Use of the term "stream" here is consistent with java's use of stream as in java.io.InputStream and java.io.OutputStream. These are sources and sinks of bytes. If one wants to decode characters from them you must do so by specifying the encoding explicitly.
A layer transform is a transformation that creates one layer of bytes from another. An underlying layer is encapsulated by a transformation to create an overlying layer.
When parsing, reading from the overlying layer causes reading of data from the underlying layer, which data is then transformed and becomes the bytes of the overlying layer returned from the read.
The layer properties apply to the underlying layer data and indicate how to identify its bounds/length, and if a layer transform is textual, what encoding is used to interpret the underlying bytes.
Some transformations are naturally binary bytes to bytes. Data decompress/compress are the typical example here. When parsing, the overlying layer's bytes are the result of decompression of the underlying layer's bytes.
If a transform requires text, then a dfdl:format encoding must be defined. For example, base64 is a transform that creates bytes from text. Hence, a layer encoding is needed to convert the underlying layer of bytes into text, then the base64 decoding occurs on that text, which produces the bytes of the overlying layer.

■ Required work
**a.** Summarize the passage on layer transforms in two sentences.
**b.** Write the next part of the passage on layer transforms, starting after its final sentence.

■ Given material

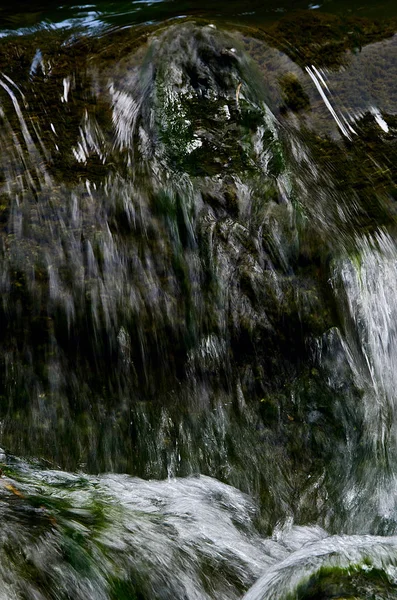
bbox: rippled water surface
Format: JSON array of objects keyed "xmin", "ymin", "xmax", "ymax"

■ Solved tasks
**a.** A layer transform creates an overlying layer of bytes by encapsulating an underlying layer, and when parsing, reading from the overlying layer reads and transforms data from the underlying layer. Some transforms, such as decompression, go directly from bytes to bytes, while text-based ones such as base64 need a dfdl:format encoding to turn the underlying bytes into text before decoding.

**b.**
We think of some transforms as text-to-text. Line folding/unfolding is one such. Lines of text that are too long are wrapped by inserting a line-ending and either a space or tab. As a DFDL layer transform this line folding transform requires an encoding. The underlying bytes are decoded into characters according to the encoding. Those characters are divided into lines, and the line unfolding (for parsing) is done to create longer lines of data, the resulting data is then encoded from characters back into bytes using the same encoding.
(There may be opportunities to optimize/shortcut these transformations if the overlying layer is the data layer for an element with scannable text representation using the same character set encoding. The recoversion re-conversion back to bytes, only to have to then decode bytes to characters of the same encoding again is overhead that can be avoided.)
DFDL can describe a mixture of character set decoding/encoding and binary value parsing/unparsing against the same underlying data representation; hence, the underlying data layer concept is always one of bytes.
(Note: bytes suffices even for mil-std-2045 which can hold a compressed VMF payload. This payload element is always byte aligned even in mil-std-2045, a very bit-oriented format. As of this writing we have no examples of layer transforms that require bit granularity; hence, this is a byte-oriented proposal.)
Daffodil parsing begins with a default standard data input stream. Unparsing begins with a default standard output stream. These are the ultimate underlying layer.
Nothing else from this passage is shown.